**SUPPLIED INFORMATION**

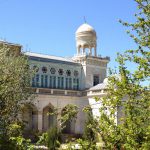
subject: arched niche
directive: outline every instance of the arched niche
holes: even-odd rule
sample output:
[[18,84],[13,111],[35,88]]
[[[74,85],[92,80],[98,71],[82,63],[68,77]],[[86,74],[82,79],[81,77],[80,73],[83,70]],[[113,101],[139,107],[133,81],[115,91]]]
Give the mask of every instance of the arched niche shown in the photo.
[[43,131],[56,126],[56,115],[54,113],[54,107],[49,104],[43,109]]
[[25,130],[38,129],[38,111],[33,104],[24,104],[22,108],[22,121],[25,125]]
[[[62,111],[61,115],[63,116],[64,113],[66,112],[65,109],[67,106],[65,106]],[[72,118],[71,120],[67,120],[66,123],[64,124],[64,129],[62,130],[63,134],[74,134],[75,133],[75,118]]]

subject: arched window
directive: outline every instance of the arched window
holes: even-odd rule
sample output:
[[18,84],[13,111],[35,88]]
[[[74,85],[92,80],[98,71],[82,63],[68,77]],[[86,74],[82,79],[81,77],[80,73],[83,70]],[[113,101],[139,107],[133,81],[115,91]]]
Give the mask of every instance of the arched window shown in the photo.
[[38,129],[38,113],[34,105],[25,104],[22,108],[22,120],[25,125],[25,130]]
[[79,72],[77,70],[74,71],[74,76],[77,77],[79,75]]
[[43,109],[43,130],[46,131],[49,128],[56,126],[56,115],[52,106],[47,106]]
[[58,73],[59,73],[59,75],[63,75],[63,73],[64,73],[63,69],[59,69]]
[[46,67],[42,67],[42,72],[46,73],[47,72],[47,68]]
[[66,74],[67,74],[67,76],[71,76],[71,71],[70,71],[70,70],[67,70],[67,71],[66,71]]
[[55,74],[55,72],[56,72],[55,68],[51,68],[50,72],[51,72],[51,74]]

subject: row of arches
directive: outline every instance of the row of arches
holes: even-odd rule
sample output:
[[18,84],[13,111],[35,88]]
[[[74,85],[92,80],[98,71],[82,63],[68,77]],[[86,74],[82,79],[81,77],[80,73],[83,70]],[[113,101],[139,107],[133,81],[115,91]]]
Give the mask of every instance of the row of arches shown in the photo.
[[[65,107],[63,108],[65,109]],[[63,111],[62,109],[62,111]],[[53,114],[55,108],[52,105],[46,106],[42,111],[42,131],[58,126],[57,115]],[[38,130],[38,109],[32,104],[24,105],[22,109],[22,120],[25,124],[25,130]],[[67,121],[63,133],[72,134],[75,131],[75,121]]]

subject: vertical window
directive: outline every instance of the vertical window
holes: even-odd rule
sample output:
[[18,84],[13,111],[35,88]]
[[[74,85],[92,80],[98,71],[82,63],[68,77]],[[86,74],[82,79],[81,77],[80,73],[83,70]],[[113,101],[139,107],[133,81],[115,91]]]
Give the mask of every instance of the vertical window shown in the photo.
[[57,87],[63,89],[64,87],[64,77],[58,77]]
[[56,88],[56,77],[53,76],[53,80],[52,81],[53,81],[53,85],[52,85],[53,88]]
[[72,79],[69,78],[69,89],[72,89]]
[[48,76],[47,75],[41,75],[41,87],[48,87]]
[[66,89],[69,88],[69,85],[68,85],[68,78],[66,78]]
[[99,75],[94,75],[93,76],[93,85],[97,85],[99,84]]
[[32,77],[32,87],[35,87],[36,85],[35,85],[35,76],[34,77]]
[[44,87],[44,75],[41,75],[41,87]]
[[36,87],[39,87],[39,74],[36,75]]
[[76,79],[76,78],[73,79],[73,89],[74,90],[79,89],[79,79]]
[[47,82],[48,82],[48,80],[47,80],[47,79],[48,79],[48,78],[47,78],[47,75],[45,75],[44,77],[45,77],[45,84],[44,84],[44,87],[47,88]]
[[55,76],[50,76],[49,87],[56,88],[56,77]]
[[60,88],[60,77],[58,77],[57,88]]
[[79,90],[79,79],[77,79],[77,90]]
[[61,88],[64,88],[64,77],[61,77]]

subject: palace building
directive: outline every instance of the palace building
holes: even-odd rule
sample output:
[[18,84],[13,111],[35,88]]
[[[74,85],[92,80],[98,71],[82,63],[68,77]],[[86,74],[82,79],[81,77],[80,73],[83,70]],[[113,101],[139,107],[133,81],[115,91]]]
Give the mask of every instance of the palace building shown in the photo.
[[75,38],[77,52],[72,58],[25,53],[31,68],[36,70],[31,81],[36,96],[33,104],[26,104],[22,113],[26,129],[43,132],[59,126],[56,117],[47,114],[56,108],[61,115],[68,104],[75,104],[79,108],[77,119],[67,123],[64,133],[82,134],[86,120],[82,109],[91,105],[93,114],[98,113],[94,97],[106,94],[104,79],[110,59],[97,55],[96,31],[87,23],[77,29]]

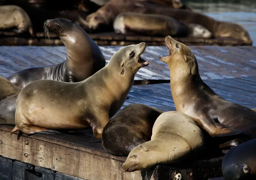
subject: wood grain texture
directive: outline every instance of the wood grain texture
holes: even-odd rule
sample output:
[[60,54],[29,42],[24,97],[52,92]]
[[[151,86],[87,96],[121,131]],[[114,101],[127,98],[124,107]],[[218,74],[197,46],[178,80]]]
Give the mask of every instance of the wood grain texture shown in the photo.
[[[122,46],[100,46],[107,63]],[[190,46],[197,57],[203,80],[242,78],[256,75],[256,47]],[[167,65],[159,57],[168,54],[164,46],[148,46],[143,55],[149,65],[141,68],[135,80],[169,79]],[[0,46],[0,75],[5,77],[32,67],[59,63],[67,53],[65,46]]]

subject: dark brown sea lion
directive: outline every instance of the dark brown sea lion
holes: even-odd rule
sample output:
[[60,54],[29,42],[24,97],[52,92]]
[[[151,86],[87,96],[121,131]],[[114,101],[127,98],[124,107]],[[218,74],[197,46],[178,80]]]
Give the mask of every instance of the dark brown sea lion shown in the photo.
[[33,35],[32,23],[24,10],[16,5],[0,6],[0,29],[16,28],[14,31],[21,33],[26,31]]
[[15,125],[16,100],[20,90],[0,76],[0,125]]
[[160,59],[170,69],[171,90],[177,111],[192,117],[212,136],[242,132],[246,136],[227,143],[222,148],[256,138],[256,113],[224,99],[204,83],[196,57],[188,46],[169,36],[165,42],[170,54]]
[[134,148],[151,139],[153,125],[163,112],[140,104],[132,104],[124,108],[104,128],[104,149],[115,155],[128,155]]
[[99,46],[74,22],[57,18],[46,20],[44,26],[63,41],[67,50],[67,60],[57,65],[22,70],[7,78],[19,88],[22,89],[40,79],[79,82],[105,66],[105,58]]
[[123,105],[135,74],[148,65],[140,57],[146,48],[144,43],[122,47],[107,65],[80,82],[45,80],[29,84],[18,96],[11,133],[56,133],[52,129],[90,126],[92,141],[101,141],[104,127]]
[[219,21],[192,11],[166,7],[166,5],[148,1],[112,0],[96,12],[88,15],[86,19],[89,28],[92,30],[105,30],[110,26],[112,27],[117,16],[125,12],[166,15],[187,25],[191,24],[200,25],[210,31],[215,37],[238,38],[247,43],[252,42],[248,31],[239,25]]
[[222,162],[224,180],[256,179],[256,139],[230,149]]

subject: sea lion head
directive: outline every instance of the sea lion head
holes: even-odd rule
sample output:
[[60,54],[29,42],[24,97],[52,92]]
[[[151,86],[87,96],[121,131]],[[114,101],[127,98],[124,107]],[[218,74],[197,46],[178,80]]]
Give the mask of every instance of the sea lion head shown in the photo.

**YOUR OBJECTIVE**
Rewrite all the entries above, replacing each "directive" with "instruction" and changing nothing else. Omit the pictures from your answer.

**OUTPUT OF THE EXERCISE**
subject: arched niche
instruction: outline every instance of the arched niche
holes: even-odd rule
sample output:
[[18,84],[13,111],[35,88]]
[[[74,85],[92,80],[98,71],[82,63],[68,77]],[[86,74],[82,79],[81,77],[80,73],[83,70]],[[113,101],[139,107],[133,81],[115,91]]]
Give the mask of every instance of the arched niche shown in the photo.
[[43,131],[56,126],[56,115],[54,113],[54,107],[49,104],[43,109]]
[[25,130],[38,129],[38,111],[33,104],[24,104],[22,108],[22,121],[25,125]]
[[[62,111],[61,115],[63,116],[64,113],[66,112],[65,109],[67,106],[65,106]],[[72,118],[71,120],[67,120],[66,123],[64,124],[64,129],[62,130],[63,134],[74,134],[75,133],[75,118]]]

subject: arched window
instruction: outline every instance of the arched window
holes: even-odd rule
sample output:
[[18,84],[13,111],[35,88]]
[[[74,85],[92,80],[98,71],[82,63],[68,77]],[[86,74],[82,79],[81,77],[80,73],[83,70]],[[113,101],[139,107],[133,81],[115,91]]]
Give the mask of every instance of the arched window shown in the photo.
[[38,129],[38,113],[34,105],[25,104],[22,108],[22,120],[25,125],[25,130]]
[[79,72],[77,70],[74,71],[74,76],[77,77],[79,75]]
[[43,109],[43,130],[46,131],[49,128],[56,126],[56,115],[52,106],[47,106]]
[[58,73],[59,73],[59,75],[63,75],[63,73],[64,73],[63,69],[59,69]]
[[46,67],[42,67],[42,72],[46,73],[47,72],[47,68]]
[[66,74],[67,74],[67,76],[71,76],[71,71],[70,71],[70,70],[67,70],[67,71],[66,71]]
[[55,74],[55,72],[56,72],[55,68],[51,68],[50,72],[51,72],[51,74]]

subject: row of arches
instruction: outline every instance of the row of arches
holes: even-odd rule
sample output:
[[18,84],[13,111],[35,88]]
[[[74,85],[92,80],[98,71],[82,63],[68,77]],[[86,74],[82,79],[81,77],[80,73],[83,70]],[[113,101],[139,107],[133,81],[115,91]]]
Give the mask of every instance of the row of arches shown in the photo.
[[[65,107],[63,108],[65,109]],[[63,111],[62,109],[62,111]],[[53,114],[55,108],[52,105],[46,106],[42,111],[42,131],[58,126],[57,115]],[[38,130],[38,109],[32,104],[24,105],[22,109],[22,120],[25,124],[25,130]],[[67,121],[63,133],[72,134],[75,131],[75,121]]]

subject: vertical window
instruction: outline every instance of the vertical window
holes: even-odd rule
sample output:
[[18,84],[13,111],[35,88]]
[[[74,85],[92,80],[98,71],[82,63],[68,77]],[[86,74],[82,79],[81,77],[80,73],[83,70]],[[113,101],[139,107],[133,81],[115,91]]]
Give the mask of every instance of the vertical window shown in the photo.
[[57,87],[63,89],[64,87],[64,77],[58,77]]
[[56,88],[56,77],[53,76],[53,80],[52,81],[53,81],[53,85],[52,85],[53,88]]
[[72,79],[69,78],[69,89],[72,89]]
[[48,76],[47,75],[41,75],[41,87],[48,87]]
[[66,89],[69,88],[69,85],[68,85],[68,78],[66,78]]
[[99,75],[94,75],[93,76],[93,85],[97,85],[99,84]]
[[32,77],[32,87],[35,87],[36,85],[35,85],[35,76],[34,77]]
[[44,87],[44,75],[41,75],[41,87]]
[[36,87],[39,87],[39,74],[36,75]]
[[76,79],[76,78],[73,79],[73,89],[74,90],[79,89],[79,79]]
[[47,82],[48,82],[48,80],[47,80],[47,79],[48,79],[48,78],[47,78],[47,75],[45,75],[44,77],[45,77],[45,84],[44,84],[44,87],[47,88]]
[[55,76],[50,76],[49,87],[56,88],[56,77]]
[[60,88],[60,77],[58,77],[57,88]]
[[79,90],[79,79],[77,79],[77,90]]
[[61,88],[64,88],[64,77],[61,77]]

subject: palace building
instruction: outline every instance of the palace building
holes: even-odd rule
sample output:
[[18,84],[13,111],[35,88]]
[[[74,85],[92,80],[98,71],[82,63],[68,77]],[[86,74],[82,79],[81,77],[80,73],[83,70]],[[113,101],[139,107],[133,81],[115,91]]]
Give the mask of every instance of the palace building shown in the photo.
[[75,38],[77,52],[72,58],[25,53],[31,68],[36,70],[31,81],[36,96],[33,104],[26,104],[22,113],[26,129],[43,132],[59,126],[56,117],[47,114],[56,108],[61,115],[68,104],[75,104],[79,108],[77,119],[67,123],[64,133],[82,134],[86,120],[82,109],[91,105],[93,114],[98,113],[94,97],[106,94],[104,79],[110,59],[97,55],[96,31],[87,23],[77,29]]

subject: wood grain texture
instruction: outline every instance of the wood grain texture
holes: even-odd rule
sample output:
[[60,54],[29,42],[24,97],[52,92]]
[[[151,86],[87,96],[121,131]],[[114,101],[127,98],[124,107]],[[218,74],[197,46],[178,80]]]
Give the mask of every instance of the wood grain texture shown in the photo.
[[[122,46],[100,46],[107,63]],[[190,46],[197,57],[203,80],[242,78],[256,75],[256,47]],[[167,65],[159,57],[168,54],[164,46],[148,46],[143,55],[149,65],[141,68],[135,80],[169,79]],[[0,46],[0,75],[5,77],[32,67],[59,63],[67,53],[65,46]]]

subject: dark brown sea lion
instruction: outline every instance of the dark brown sea lion
holes: even-odd rule
sample output:
[[60,54],[29,42],[24,97],[52,92]]
[[[151,86],[87,96],[121,131]],[[114,101],[127,98],[124,107]],[[218,74],[197,46],[178,80]]]
Give the mask of every instance of the dark brown sea lion shown in the photo.
[[33,35],[32,23],[24,10],[16,5],[0,6],[0,29],[16,28],[14,31],[21,33],[26,31]]
[[15,125],[16,100],[20,90],[0,76],[0,125]]
[[160,59],[170,69],[171,90],[177,111],[192,117],[212,136],[242,132],[246,136],[227,143],[222,148],[256,138],[256,113],[224,99],[204,83],[196,57],[188,46],[169,36],[165,42],[170,54]]
[[134,148],[151,139],[153,125],[163,112],[140,104],[132,104],[124,108],[104,128],[104,149],[115,155],[128,155]]
[[99,46],[74,22],[57,18],[46,20],[44,26],[63,41],[67,50],[67,60],[57,65],[22,70],[7,78],[19,88],[22,89],[40,79],[79,82],[105,66],[105,58]]
[[123,105],[135,74],[148,65],[140,57],[146,48],[144,43],[122,47],[107,65],[80,82],[45,80],[29,84],[18,96],[11,133],[56,133],[52,129],[90,126],[92,141],[101,141],[104,127]]
[[219,21],[192,11],[166,7],[166,5],[148,1],[112,0],[96,12],[88,15],[86,19],[89,28],[92,30],[105,30],[110,26],[112,27],[117,16],[125,12],[166,15],[187,25],[191,24],[200,25],[210,31],[215,37],[238,38],[247,43],[252,42],[248,31],[239,25]]
[[222,162],[224,180],[256,179],[256,139],[230,149]]

subject: sea lion head
instruction: outline every instance of the sea lion head
holes: even-odd rule
sample output:
[[60,54],[29,42],[24,97],[52,92]]
[[[151,86],[87,96],[121,131]],[[114,101],[127,98],[124,107]],[[218,74],[197,46],[178,80]]]
Give the mask of every instance of the sea lion head shown in the photo.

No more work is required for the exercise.